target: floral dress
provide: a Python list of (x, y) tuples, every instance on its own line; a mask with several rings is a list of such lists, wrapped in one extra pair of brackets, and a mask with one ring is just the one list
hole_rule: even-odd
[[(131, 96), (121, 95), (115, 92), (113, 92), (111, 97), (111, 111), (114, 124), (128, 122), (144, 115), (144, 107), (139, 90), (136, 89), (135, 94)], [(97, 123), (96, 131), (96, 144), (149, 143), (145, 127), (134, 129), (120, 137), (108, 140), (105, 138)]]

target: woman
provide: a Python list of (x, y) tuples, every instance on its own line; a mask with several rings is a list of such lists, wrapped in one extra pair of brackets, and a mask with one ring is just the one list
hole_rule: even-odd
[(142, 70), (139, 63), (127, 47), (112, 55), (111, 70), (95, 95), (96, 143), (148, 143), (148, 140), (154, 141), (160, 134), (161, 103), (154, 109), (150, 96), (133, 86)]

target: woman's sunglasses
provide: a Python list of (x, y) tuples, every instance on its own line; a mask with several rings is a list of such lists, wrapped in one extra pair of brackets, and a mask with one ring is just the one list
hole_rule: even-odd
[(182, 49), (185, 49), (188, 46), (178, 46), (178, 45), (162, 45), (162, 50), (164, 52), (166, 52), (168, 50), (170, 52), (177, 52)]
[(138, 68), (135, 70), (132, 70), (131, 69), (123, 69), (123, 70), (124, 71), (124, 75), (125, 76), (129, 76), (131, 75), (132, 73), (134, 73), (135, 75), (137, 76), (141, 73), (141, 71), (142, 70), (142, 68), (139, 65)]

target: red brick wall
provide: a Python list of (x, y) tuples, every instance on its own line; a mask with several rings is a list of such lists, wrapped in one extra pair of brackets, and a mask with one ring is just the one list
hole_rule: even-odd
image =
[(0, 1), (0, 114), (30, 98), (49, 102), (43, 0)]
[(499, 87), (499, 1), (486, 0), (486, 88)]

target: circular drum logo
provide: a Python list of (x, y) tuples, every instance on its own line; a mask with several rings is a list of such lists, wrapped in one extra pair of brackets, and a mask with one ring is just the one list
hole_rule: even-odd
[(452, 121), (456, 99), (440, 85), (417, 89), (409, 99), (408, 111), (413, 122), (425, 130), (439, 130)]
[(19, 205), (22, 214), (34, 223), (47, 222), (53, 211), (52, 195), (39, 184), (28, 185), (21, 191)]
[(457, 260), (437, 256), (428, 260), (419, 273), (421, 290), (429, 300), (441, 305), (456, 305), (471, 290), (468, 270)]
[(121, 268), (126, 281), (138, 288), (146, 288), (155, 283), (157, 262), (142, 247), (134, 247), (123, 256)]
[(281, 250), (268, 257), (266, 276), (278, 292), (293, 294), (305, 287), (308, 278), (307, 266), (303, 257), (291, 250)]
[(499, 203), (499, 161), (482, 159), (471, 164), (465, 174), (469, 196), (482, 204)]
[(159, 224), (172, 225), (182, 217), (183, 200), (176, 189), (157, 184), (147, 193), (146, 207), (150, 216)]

------------------------------------------------

▶ _What this task involves_
Please rescale everything from the line containing "target: woman's sunglasses" down to the line containing "52), (177, 52)]", both ends included, and return only those lines of the records. Keep the request lines unchanged, and multiply every coordinate in the answers by 0.9, rounding to whole numbers with halves rounded up.

▶ _Problem solution_
target: woman's sunglasses
provide: a Python list of (x, y) tuples, every instance on its own line; a mask with several rings is a list of such lists, wrapped in one extra pair of brackets, and a mask with one ring is just the one list
hole_rule: even-odd
[(164, 44), (167, 44), (169, 41), (160, 41), (160, 41), (146, 41), (146, 45), (148, 47), (149, 47), (151, 45), (153, 47), (159, 47)]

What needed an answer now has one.